**DIRECTION:**
Copy word for word the stretch from the line containing "In this photo, point at the windowsill, one" through the last line of the entries below, and include nothing else.
'''
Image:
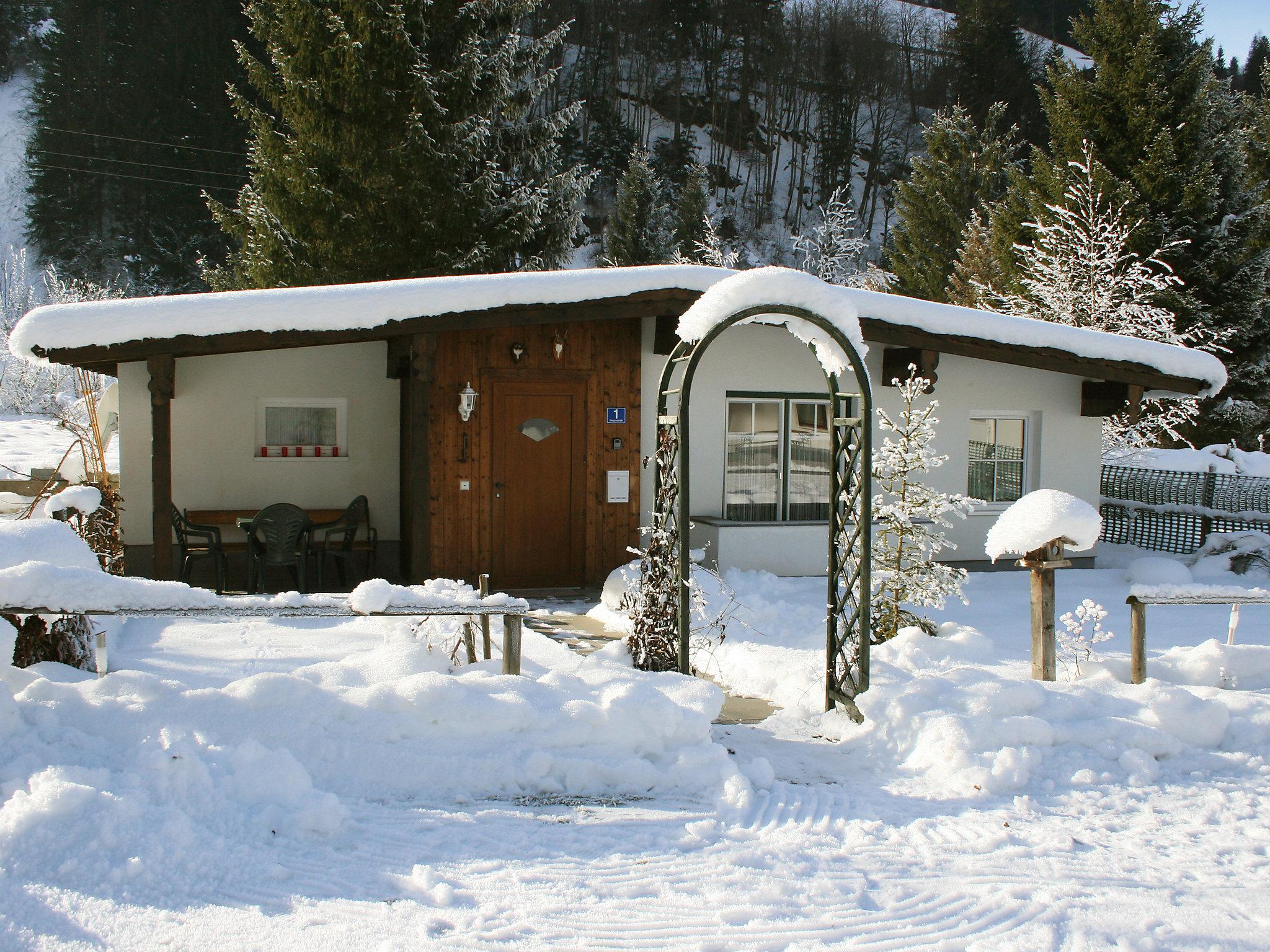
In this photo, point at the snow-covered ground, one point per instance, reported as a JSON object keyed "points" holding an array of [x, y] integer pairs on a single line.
{"points": [[331, 785]]}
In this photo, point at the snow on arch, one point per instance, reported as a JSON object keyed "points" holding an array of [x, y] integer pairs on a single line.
{"points": [[1043, 516], [781, 286]]}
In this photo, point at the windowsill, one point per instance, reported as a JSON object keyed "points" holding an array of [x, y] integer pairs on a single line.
{"points": [[765, 523], [301, 459]]}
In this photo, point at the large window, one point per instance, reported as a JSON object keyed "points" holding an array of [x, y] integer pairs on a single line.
'''
**RESPONSE TO THIS TASK:**
In this photo, point at the windowsill, one point per instance, reported as a JSON object keyed "points" holding an array of [x, y] integer pairs on a single line.
{"points": [[765, 523], [301, 459]]}
In this photo, point at the large window, one point per instance, reported as a JSON object keyed "points" holding an array of [x, y] integer pairs on a single line.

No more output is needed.